WORK TO COMPLETE:
A. Using the batch farm page, explain why batch scripts cannot use a user's home directory.
B. Translate this sentence from the batch farm page into German: "The batch jobs are managed by the SLURM (SL) scheduler."

PAGE TEXT:
-*-

Batch farm | Hades

By adminuser

September 15, 2023

virgo cluster

The batch farm runs on the virgo.hpc.gsi.de cluster. The batch jobs are managed by the SLURM (SL) scheduler. The documentation on the cluster/SLURM can be found here.
New Hades users have to be added to the users of account hades to be able to run jobs on the farm. The list of hades users is maintained by J.Markert@gsi.de

Some rules to work with virgo.hpc.gsi.de:

Files are written to /lustre filesystem. Each Hades user owns a directory /lustre/hades/user/${USER} to work on the farm (NO BACKUP!)
SLURM does not support other files systems than /lustre. batch
scripts can not use user's home dir nor any other filesystem
The hadessoftware is distributed to the batchfarm via
/cvmfs/hades.gsi.de/ (debian8) or /cvmfs/hadessoft.gsi.de (debian10)
The /cvmfs/hades.gsi.de or /cvmfs/hadessoft.gsi.de are available on desktop machines dependening on the OS version
The batch jobs can be submited to the farm from the virgo.hpc.gsi.de
cluster. This machines provides our software, the user ${HOME} and
a file sytem mount to /lustre. You can compile and test (run) your
programs here.
A set of example batch scripts for Pluto, UrQmd, HGeant, DSTs and user
analysis you can retrieve from
svn checkout https://subversion.gsi.de/hades/hydra2/trunk/scripts/batch/GE
The folders contain sendScript_SL.sh+jobScript_SL.sh (SL).

-*-

RECORDED DATA:
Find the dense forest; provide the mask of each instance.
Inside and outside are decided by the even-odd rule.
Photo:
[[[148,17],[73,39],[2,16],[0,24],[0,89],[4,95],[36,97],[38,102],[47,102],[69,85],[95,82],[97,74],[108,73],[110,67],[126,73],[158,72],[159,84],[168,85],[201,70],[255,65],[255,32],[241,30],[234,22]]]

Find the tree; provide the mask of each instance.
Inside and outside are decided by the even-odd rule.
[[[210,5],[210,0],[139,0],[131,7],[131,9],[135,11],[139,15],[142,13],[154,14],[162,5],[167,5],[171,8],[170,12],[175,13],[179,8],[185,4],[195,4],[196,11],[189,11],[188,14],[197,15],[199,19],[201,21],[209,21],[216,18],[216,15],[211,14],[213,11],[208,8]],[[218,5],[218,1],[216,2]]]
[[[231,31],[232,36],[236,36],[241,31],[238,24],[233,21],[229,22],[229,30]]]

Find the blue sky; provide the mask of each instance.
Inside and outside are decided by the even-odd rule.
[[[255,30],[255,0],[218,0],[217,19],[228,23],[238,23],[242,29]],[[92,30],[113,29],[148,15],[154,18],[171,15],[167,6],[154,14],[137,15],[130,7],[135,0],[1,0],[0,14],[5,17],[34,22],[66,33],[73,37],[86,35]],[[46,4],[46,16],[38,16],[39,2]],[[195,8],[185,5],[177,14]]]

-*-

SOLUTION SET:
A. SLURM supports only the /lustre file system. Batch scripts therefore cannot use a user's home directory or any file system other than /lustre.

B. Die Batch-Jobs werden vom SLURM-Scheduler (SL) verwaltet.